- **DIRECTIONS FOR THIS TASK**
Nothing in the records should be changed in the copy, though the pictures must be left out.

[Dataset entries]
'''
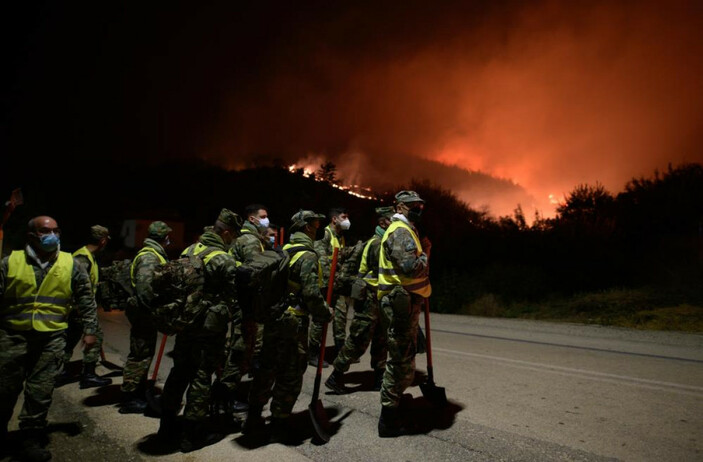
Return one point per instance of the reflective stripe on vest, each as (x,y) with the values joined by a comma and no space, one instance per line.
(389,278)
(336,243)
(44,309)
(198,248)
(93,267)
(144,250)
(366,273)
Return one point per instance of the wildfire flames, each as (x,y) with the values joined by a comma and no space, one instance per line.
(354,190)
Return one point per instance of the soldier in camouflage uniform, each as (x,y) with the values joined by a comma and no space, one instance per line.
(85,256)
(333,237)
(285,348)
(142,335)
(199,348)
(38,287)
(245,332)
(365,324)
(403,286)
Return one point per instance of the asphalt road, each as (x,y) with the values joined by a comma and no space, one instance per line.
(518,390)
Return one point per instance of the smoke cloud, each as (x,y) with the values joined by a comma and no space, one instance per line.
(548,95)
(502,101)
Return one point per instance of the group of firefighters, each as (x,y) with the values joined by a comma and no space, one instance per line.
(49,304)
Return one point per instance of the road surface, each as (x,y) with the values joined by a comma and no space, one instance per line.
(519,391)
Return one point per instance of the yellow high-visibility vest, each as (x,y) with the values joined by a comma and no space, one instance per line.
(94,273)
(387,275)
(45,309)
(200,248)
(367,274)
(143,251)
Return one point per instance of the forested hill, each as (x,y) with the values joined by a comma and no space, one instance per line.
(647,238)
(189,192)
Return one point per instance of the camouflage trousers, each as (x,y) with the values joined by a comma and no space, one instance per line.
(283,362)
(32,359)
(142,346)
(74,333)
(364,329)
(401,311)
(339,323)
(240,350)
(199,351)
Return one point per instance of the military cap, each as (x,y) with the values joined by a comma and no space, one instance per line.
(304,216)
(408,196)
(98,232)
(159,230)
(385,212)
(230,219)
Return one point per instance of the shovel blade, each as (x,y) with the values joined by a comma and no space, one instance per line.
(320,422)
(434,394)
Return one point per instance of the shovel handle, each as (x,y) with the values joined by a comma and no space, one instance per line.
(158,358)
(321,356)
(428,337)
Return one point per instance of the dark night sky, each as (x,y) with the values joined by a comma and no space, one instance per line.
(547,94)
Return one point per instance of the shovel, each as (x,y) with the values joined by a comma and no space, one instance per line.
(320,422)
(151,398)
(434,394)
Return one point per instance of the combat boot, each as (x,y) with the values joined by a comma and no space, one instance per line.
'''
- **YOUR SOLUTION**
Return one point per instance of the reflective stripe on vest, each as (x,y) with the values joined by a comma and no space, one instance per line.
(389,278)
(336,243)
(44,309)
(198,248)
(93,267)
(144,250)
(366,273)
Return one point per instance of the wildfire flames, each as (x,y) with the values joined by a comma and no space, one instance per line.
(354,190)
Return one point per instance of the soldier in camouflage uniform, each as (x,y) with the values joined by a comma and no space, one instance per line.
(85,256)
(333,237)
(285,348)
(142,335)
(199,348)
(38,287)
(245,332)
(365,324)
(403,286)
Return one point per instance of the asphalt road, each as (x,y) with the values joined by a comma and no space, one instance per line.
(518,390)
Return one point per instance of the smoke cloud, each as (x,y) with the values joined by a comma and no space, one instance per line.
(548,95)
(502,101)
Return one point per instance of the group of firefighters, each as (x,y) with the values joined by a comma and no space, one instance per line.
(49,304)
Return one point per instance of the road surface, each as (x,y) with the values joined by a comma and no space, one instance per line.
(519,391)
Return one point per instance of the yellow high-visibility vest, each as (x,y) with the values joined by a comma and no space, one instance per line.
(94,273)
(387,275)
(45,309)
(200,248)
(367,274)
(143,251)
Return one point per instance of the forested hill, each as (x,y) with the values joined by a comma and no space, one instance per line.
(647,238)
(189,192)
Return one point per instance of the camouflage trousers, each as (x,y) with the values joined by a comma and no space, one instance per line.
(283,362)
(32,359)
(142,346)
(74,333)
(364,329)
(401,311)
(339,323)
(240,350)
(199,351)
Return one point per instance of the military cap, each as (x,y) with the values joined by a comma and no space, one instance per line.
(304,216)
(408,196)
(98,232)
(159,230)
(385,212)
(230,219)
Return one point per instance of the shovel blade, each as (x,y) with the values joined by a comma and no space, one instance per line.
(320,422)
(434,394)
Return one point per instance of the shovel handle, each as (x,y) with the values joined by a comma and no space, one instance per line.
(158,358)
(321,356)
(428,337)
Return one point per instance of the dark night sky, each as (x,y) with the values joined by a comma and no space, one instance per line.
(547,94)
Return one point per instance of the shovel, each as (x,y) with the values joined by a comma and no space, one instance per line.
(320,422)
(151,398)
(434,394)
Return one point per instance of the combat boot, each as (x,y) with the values joined by a comma and no space, one instance per line.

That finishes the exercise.